» Alıştırma Görevi
Mobil iletişim zamlarını anlatan metinde operatörlerin yüksek zam oranlarına dayanak olarak gösterdiği gerekçelerin tamamını sıralayın.

Ekonomik Kriz Derinleşirken, Mobil İletişim Lüks Oluyor

Pandemiden sonra başlayan küresel ekonomik durgunluk, Türkiye’de de etkilerini hissettirdi. Özellikle artan döviz kuru ve enflasyonla birlikte birçok sektörde fiyatlar hızla yükselirken, mobil iletişim gibi temel hizmetlerde bu denli yüksek zam yapılması, vatandaşların iletişim hakkını tehdit ediyor. Artık bir telefon hattına sahip olmak, sadece bir hizmet değil, lüks haline gelmiş durumda.

Operatörlerin Gerekçeleri Tatmin Etmiyor

Operatörler, yüksek zam oranlarını artan maliyetlere, döviz kuru dalgalanmalarına ve teknolojik altyapı yatırımlarına dayandırıyor. Ancak bu gerekçeler, kamuoyunu tatmin etmekten uzak. Birçok kullanıcı, bu zamlara karşı yeterli denetim yapılmadığı ve operatörlerin piyasa hakimiyetlerini suistimal ettiklerini düşünüyor. Özellikle, büyük GSM operatörleri arasındaki rekabetin zayıflığı, bu zamların önünü açan bir diğer etken olarak görülüyor.

Vatandaşlar Alternatif Arıyor

Zamların ardından sosyal medyada ve çeşitli platformlarda, kullanıcılar daha uygun fiyatlı alternatiflere yönelme arayışında olduklarını belirtiyor. Ancak ne yazık ki Türkiye’deki mevcut telekomünikasyon ekosisteminde bu alternatifler oldukça sınırlı. Yurt dışı sanal hat çözümleri gibi seçenekler dahi, yüksek maliyetler ve düzenleyici kısıtlamalar nedeniyle tam anlamıyla bir çözüm sunmuyor.

Devlet Müdahalesi ve Denetim İhtiyacı

Bu zamların ardından gözler Bilgi Teknolojileri ve İletişim Kurumu’na (BTK) çevrildi. Kamuoyunda, BTK’nın GSM operatörlerinin fiyat politikalarını daha yakından denetlemesi gerektiği yönünde talepler artıyor. Özel sektörün ticari özgürlüğü elbette önemli, ancak vatandaşların temel iletişim hakkının da korunması bir o kadar kritik. Devletin bu alanda düzenleyici ve dengeleyici bir rol üstlenmesi, sektörün tekelleşmesinin önüne geçilmesi için acil bir gereklilik olarak öne çıkıyor.

İletişim Hakkımız Tehlikede mi?

GSM operatörlerinin tarifelerine yaptığı %500 oranındaki zam, yalnızca bir hizmet bedeli artışı değil; vatandaşların temel iletişim hakkını tehdit eden bir gelişme olarak karşımızda duruyor. Özellikle gelir düzeyi düşük olan vatandaşlar için bu artış, mobil iletişimden kopma riski anlamına geliyor. İlerleyen süreçte, bu durumun toplumsal etkilerinin daha da derinleşmesi ve devletin müdahalesinin kaçınılmaz hale gelmesi muhtemel.

Kapsamlı bir düzenleme ve şeffaf denetim olmadan, mobil iletişim hizmetleri Türkiye’de daha da erişilmez bir hale gelebilir.

» Gösterilen Liste
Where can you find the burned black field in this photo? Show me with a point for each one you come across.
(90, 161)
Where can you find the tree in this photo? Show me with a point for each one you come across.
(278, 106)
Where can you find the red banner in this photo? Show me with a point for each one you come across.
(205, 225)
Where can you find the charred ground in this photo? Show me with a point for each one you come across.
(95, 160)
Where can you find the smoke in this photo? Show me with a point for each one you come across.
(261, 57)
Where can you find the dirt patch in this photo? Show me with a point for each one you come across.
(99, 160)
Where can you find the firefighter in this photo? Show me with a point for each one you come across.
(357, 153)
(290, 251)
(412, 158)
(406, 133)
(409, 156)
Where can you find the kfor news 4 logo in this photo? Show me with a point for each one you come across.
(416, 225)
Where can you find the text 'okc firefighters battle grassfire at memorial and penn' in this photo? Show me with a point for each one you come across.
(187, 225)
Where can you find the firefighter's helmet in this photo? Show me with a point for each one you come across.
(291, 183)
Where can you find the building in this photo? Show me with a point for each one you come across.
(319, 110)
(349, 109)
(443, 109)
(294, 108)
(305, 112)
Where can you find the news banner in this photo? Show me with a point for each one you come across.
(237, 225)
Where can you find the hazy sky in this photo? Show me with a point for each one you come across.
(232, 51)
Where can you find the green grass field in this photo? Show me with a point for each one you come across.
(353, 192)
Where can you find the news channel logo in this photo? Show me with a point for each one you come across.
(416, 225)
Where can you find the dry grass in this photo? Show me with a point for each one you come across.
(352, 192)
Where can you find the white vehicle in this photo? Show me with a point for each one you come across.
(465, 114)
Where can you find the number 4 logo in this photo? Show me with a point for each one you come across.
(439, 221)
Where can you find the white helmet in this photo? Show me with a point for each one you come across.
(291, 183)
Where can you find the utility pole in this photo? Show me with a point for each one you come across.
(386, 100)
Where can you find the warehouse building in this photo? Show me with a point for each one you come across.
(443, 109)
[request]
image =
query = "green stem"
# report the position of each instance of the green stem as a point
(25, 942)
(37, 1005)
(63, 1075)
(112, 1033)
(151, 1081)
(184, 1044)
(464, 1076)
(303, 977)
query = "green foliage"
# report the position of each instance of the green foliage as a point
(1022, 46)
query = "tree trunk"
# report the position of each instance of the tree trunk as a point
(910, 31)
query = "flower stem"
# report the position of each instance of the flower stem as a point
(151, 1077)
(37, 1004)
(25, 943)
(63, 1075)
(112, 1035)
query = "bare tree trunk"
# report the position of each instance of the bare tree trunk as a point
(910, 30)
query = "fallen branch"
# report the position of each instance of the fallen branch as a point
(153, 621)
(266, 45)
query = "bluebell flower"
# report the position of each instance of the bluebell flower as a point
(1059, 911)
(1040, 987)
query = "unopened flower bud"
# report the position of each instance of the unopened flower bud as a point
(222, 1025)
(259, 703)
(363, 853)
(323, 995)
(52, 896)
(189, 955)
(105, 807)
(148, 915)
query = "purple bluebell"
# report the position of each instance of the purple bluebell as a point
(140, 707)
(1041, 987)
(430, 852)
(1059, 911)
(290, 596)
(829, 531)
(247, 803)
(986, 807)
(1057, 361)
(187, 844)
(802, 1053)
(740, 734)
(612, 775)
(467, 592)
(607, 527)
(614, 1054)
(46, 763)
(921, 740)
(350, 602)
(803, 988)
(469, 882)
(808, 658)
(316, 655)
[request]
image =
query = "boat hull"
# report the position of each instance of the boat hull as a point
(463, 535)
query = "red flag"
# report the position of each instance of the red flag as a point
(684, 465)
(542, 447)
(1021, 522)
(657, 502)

» Görevin Sonucu
- Artan maliyetler
- Döviz kuru dalgalanmaları
- Teknolojik altyapı yatırımları